* START Extracted text *
DjangoUnicodeDecodeError: [Bad Unicode data]

Question 1

The Model:

class ItemType(models.Model):
 name = models.CharField(max_length=100)
 def __unicode__(self):
 logger.debug("1. Item Type %s created" % self.name)
 return self.name

The code:

 (...)
 type = re.search(r"Type:(.*?)",text)
 itemtype = ItemType.objects.create(name = name.group(1), defaults={'name':name.group(1)})
 logger.debug("2. Item Type %s created" % name.group(1))
 logger.debug("4. Item Type %s created" % itemtype.name)
 logger.debug("3. Item Type %s created" % itemtype)

And the result is unexpected (to me of course):

The first logger.debug prints Item Type ąęńłśóć created as expected, but the second raises error:

DjangoUnicodeDecodeError: 'ascii' codec can't decode byte in position : 
ordinal not in range(128). 
You passed in <ItemType: [Bad Unicode data]> (<class 'aaa.models.ItemType'>)

Why there's an error, and how can I fix it?

(text is html response with utf-8 encoding)

updated

I add debug into model and debug result is:

2014年10月06日 09:38:53,342 DEBUG views 2. Item Type ąęćńółśż created
2014年10月06日 09:38:53,342 DEBUG views 4. Item Type ąęćńółśż created
2014年10月06日 09:38:53,344 DEBUG models 1. Item Type ąęćńółśż created
2014年10月06日 09:38:53,358 DEBUG models 1. Item Type ąęćńółśż created

so why debug 3. can't print it?
* END Extracted text *
* START Given records *
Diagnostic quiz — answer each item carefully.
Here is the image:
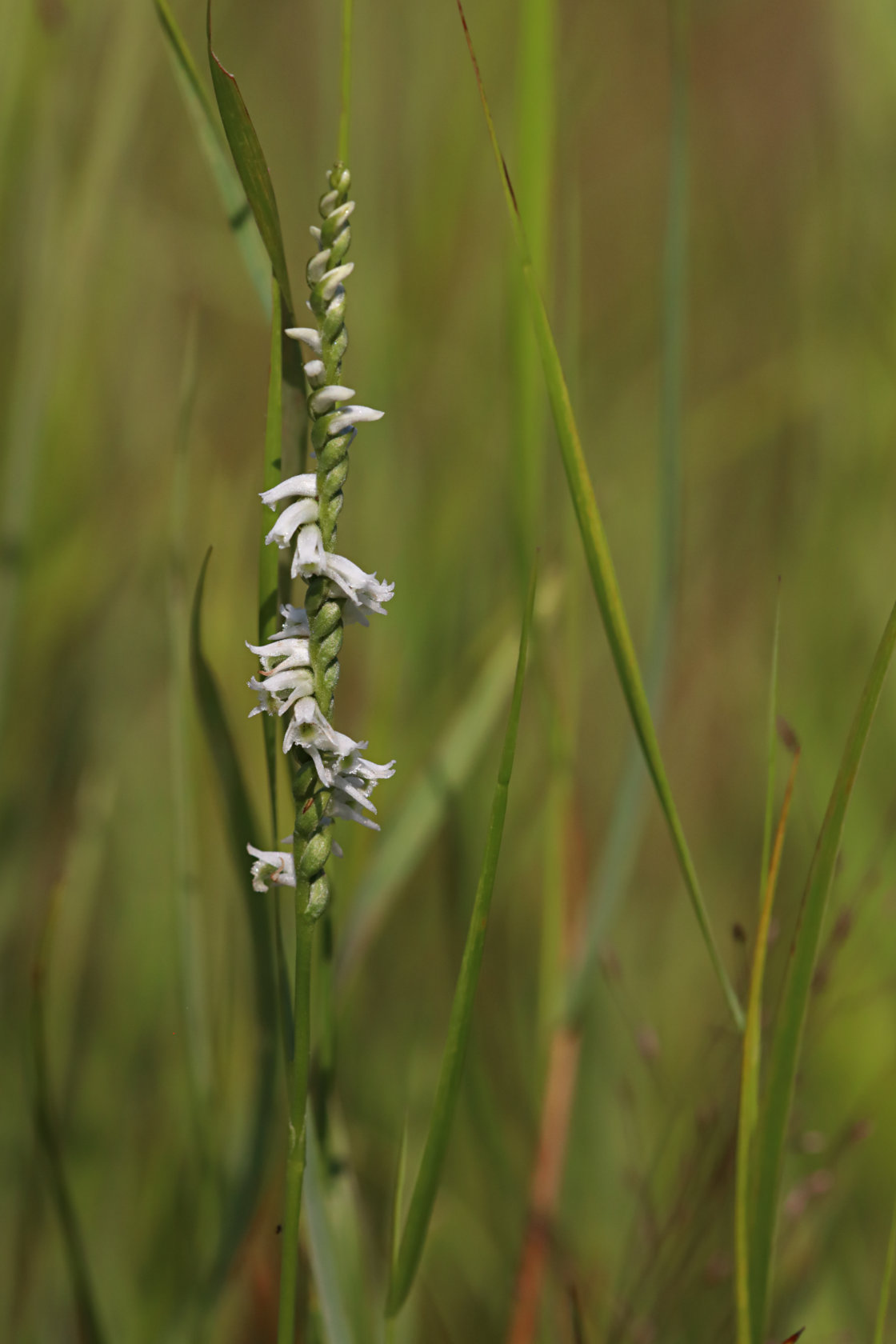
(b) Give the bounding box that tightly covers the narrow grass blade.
[873,1188,896,1344]
[206,0,294,314]
[759,589,781,909]
[386,569,536,1316]
[735,736,799,1344]
[258,277,283,850]
[751,594,896,1344]
[336,581,559,989]
[508,0,556,578]
[168,309,211,1113]
[153,0,271,316]
[305,1107,354,1344]
[190,548,277,1297]
[458,0,744,1030]
[336,0,354,164]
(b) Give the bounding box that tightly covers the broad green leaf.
[190,548,277,1297]
[153,0,271,316]
[457,0,744,1030]
[750,594,896,1344]
[206,0,294,314]
[386,570,536,1316]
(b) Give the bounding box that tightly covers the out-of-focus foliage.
[0,0,896,1344]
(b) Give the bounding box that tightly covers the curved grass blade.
[258,277,283,833]
[305,1106,354,1344]
[735,730,799,1344]
[457,0,744,1031]
[336,581,559,989]
[153,0,271,316]
[751,594,896,1344]
[190,547,278,1298]
[564,0,693,1026]
[759,587,781,909]
[386,569,536,1317]
[206,0,294,314]
[31,781,115,1344]
[873,1188,896,1344]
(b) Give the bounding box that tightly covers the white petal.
[293,523,325,578]
[261,472,317,508]
[326,406,383,438]
[286,326,321,355]
[265,500,317,550]
[321,261,354,304]
[309,383,354,415]
[329,797,379,830]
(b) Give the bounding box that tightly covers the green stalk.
[258,275,283,850]
[336,0,354,164]
[386,569,536,1317]
[277,914,314,1344]
[873,1188,896,1344]
[735,742,799,1344]
[457,0,744,1031]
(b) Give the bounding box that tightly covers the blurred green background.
[0,0,896,1344]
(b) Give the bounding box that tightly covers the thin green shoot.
[153,0,271,317]
[750,594,896,1344]
[190,548,278,1301]
[277,924,314,1344]
[336,0,354,164]
[258,275,283,850]
[759,594,781,909]
[386,567,536,1317]
[564,0,689,1024]
[336,578,560,994]
[458,0,744,1031]
[735,736,799,1344]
* END Given records *
*Problems to solve*.
[1] From the Django Unicode thread, copy the passage from "DjangoUnicodeDecodeError: 'ascii' codec" to "data]> (<class 'aaa.models.ItemType'>)".
[2] In the Django Unicode thread, condense the block of log lines beginning "2014年10月06日 09:38:53,342 DEBUG views 2." into a short list that keeps its main facts.
[3] Give every logger.debug call that appears in the model and view code of the Django Unicode thread.

*Task-by-task solutions*.
[1]
DjangoUnicodeDecodeError: 'ascii' codec can't decode byte in position : 
ordinal not in range(128). 
You passed in <ItemType: [Bad Unicode data]> (<class 'aaa.models.ItemType'>)

[2]
All entries are DEBUG messages from 2014年10月06日, each reading "Item Type ąęćńółśż created":
- 09:38:53,342, views: message 2
- 09:38:53,342, views: message 4
- 09:38:53,344, models: message 1
- 09:38:53,358, models: message 1

[3]
- logger.debug("1. Item Type %s created" % self.name)
- logger.debug("2. Item Type %s created" % name.group(1))
- logger.debug("4. Item Type %s created" % itemtype.name)
- logger.debug("3. Item Type %s created" % itemtype)